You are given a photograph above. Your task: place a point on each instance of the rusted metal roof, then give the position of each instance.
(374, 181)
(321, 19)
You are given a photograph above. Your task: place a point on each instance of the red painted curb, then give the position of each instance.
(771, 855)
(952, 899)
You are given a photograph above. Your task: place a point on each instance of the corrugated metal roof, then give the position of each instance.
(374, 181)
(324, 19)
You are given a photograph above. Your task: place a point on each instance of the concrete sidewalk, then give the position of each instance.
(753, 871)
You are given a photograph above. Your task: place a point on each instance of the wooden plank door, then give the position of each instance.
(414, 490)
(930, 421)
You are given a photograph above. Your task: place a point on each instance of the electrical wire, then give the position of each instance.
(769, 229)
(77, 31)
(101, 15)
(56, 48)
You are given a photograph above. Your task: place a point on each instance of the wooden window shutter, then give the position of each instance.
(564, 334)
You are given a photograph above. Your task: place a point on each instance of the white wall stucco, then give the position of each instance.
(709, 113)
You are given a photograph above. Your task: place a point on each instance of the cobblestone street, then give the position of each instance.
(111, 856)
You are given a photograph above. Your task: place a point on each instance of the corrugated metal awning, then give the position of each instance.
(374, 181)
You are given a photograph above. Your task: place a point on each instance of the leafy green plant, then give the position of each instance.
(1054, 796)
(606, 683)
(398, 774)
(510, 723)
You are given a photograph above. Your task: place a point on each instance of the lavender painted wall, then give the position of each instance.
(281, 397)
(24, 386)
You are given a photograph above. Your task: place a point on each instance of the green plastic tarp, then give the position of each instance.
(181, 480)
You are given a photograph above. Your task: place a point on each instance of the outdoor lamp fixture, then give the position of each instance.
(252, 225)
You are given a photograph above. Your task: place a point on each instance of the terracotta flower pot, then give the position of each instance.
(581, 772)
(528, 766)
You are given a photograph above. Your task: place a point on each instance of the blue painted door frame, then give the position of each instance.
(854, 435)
--------------------------------------------------
■ Exercise
Copy out the lines starting at the one containing "plant, then give the position of each instance." and ending with the last line of the entries. Include nothing else.

■ Result for this task
You are given a photograph above. Your task: place a point on each instance of the leafy green plant, then give the position of each instance.
(1054, 796)
(606, 683)
(398, 774)
(510, 723)
You are given a photograph above. Your task: place a point on each instance of the lavender painted wall, then give the position of each instance.
(281, 397)
(24, 386)
You are given a photograph above. Your task: place a point on each instance of the green plastic tarp, then give the position of each instance.
(181, 480)
You are given a photograph above. Your task: place a point on each instance of the outdoor lamp fixture, then give the position of each instance.
(252, 225)
You are given a photograph above. Your task: place a point on each instance of the terracotta flower pot, then give the position of each instance.
(581, 772)
(528, 766)
You are given a photograph above. Your task: place a point on each instance of the blue painted door frame, then give the position of each instance.
(854, 435)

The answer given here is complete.